- [DIRECTIONS] Every record needs to be set down again without a single difference.

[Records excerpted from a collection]
···
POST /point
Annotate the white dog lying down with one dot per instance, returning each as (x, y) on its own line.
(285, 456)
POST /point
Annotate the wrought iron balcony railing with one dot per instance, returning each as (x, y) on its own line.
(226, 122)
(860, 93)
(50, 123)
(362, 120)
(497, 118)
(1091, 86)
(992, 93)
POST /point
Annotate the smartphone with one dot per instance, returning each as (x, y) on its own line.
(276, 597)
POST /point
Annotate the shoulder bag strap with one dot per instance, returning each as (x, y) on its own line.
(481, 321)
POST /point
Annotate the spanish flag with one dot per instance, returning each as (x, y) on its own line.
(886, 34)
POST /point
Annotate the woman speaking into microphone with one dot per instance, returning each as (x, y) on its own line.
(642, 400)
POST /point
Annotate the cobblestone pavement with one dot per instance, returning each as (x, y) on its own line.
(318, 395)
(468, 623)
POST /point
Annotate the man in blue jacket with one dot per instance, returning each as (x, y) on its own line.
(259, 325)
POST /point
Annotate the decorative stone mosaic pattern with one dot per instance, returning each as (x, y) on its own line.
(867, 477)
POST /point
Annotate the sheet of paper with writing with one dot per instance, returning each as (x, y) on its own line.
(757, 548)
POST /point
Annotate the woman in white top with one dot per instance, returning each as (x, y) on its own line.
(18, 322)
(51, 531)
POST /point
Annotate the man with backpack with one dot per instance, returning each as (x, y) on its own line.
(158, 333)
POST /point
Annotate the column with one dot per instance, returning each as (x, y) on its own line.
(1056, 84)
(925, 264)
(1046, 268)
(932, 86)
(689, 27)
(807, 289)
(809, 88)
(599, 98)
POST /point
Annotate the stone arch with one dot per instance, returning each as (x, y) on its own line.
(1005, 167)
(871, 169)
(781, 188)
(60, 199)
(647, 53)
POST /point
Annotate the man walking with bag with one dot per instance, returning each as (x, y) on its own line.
···
- [WRITTEN RESPONSE]
POST /point
Annotate the white dog lying down with one dot per instance, returning each as (x, y) on its own line.
(285, 456)
POST /point
Annotate the wrought iron balcony railing with one dot per instance, returning each as (x, y) on its own line.
(226, 122)
(860, 93)
(50, 123)
(362, 120)
(497, 118)
(1091, 86)
(992, 93)
POST /point
Annotate the smartphone with one dot per instance, returning each as (x, y) on its own line.
(276, 597)
POST /point
Annotate the shoulder bag strap with one dot per instance, returning each as (x, y) on its own line.
(481, 321)
POST /point
Annotate the spanish flag with one dot per instance, returning each as (x, y) on its own line.
(886, 34)
POST /point
Annotate the woman speaking into microphone with one dot per instance, returning each as (x, y) on its own line.
(642, 400)
POST /point
Annotate the cobblestone pavement with one dot per instance, returning each as (x, y) on its own line.
(318, 395)
(468, 623)
POST /point
Annotate the man in blue jacket with one dot per instance, returning each as (x, y) on its own line.
(259, 325)
POST /point
Annotate the decorative stone mosaic pattern with one dot per instance, returning each as (x, y) on its own line.
(867, 477)
POST /point
Annotate the sheet of paper with writing with one dot per instance, returning each as (x, y) on its own line.
(757, 548)
POST /point
Annotate the woman in white top with one dot per instance, returning each as (x, y) on its own line.
(18, 322)
(51, 531)
POST /point
Annotate the man with backpack with one dot per instance, returning each as (x, y) on its own line.
(158, 333)
POST /point
Annotate the column with one dot per instance, returning each as (x, y) on its own line.
(1056, 84)
(925, 264)
(1046, 268)
(932, 86)
(689, 27)
(807, 289)
(809, 88)
(599, 98)
POST /point
Annotate the stone arch with one dot per instance, returning each as (x, y) on its own line.
(1005, 167)
(871, 169)
(781, 188)
(60, 199)
(647, 53)
POST /point
Annotate the man walking with bag with one dot per instance, returning each as (x, y) on its own line.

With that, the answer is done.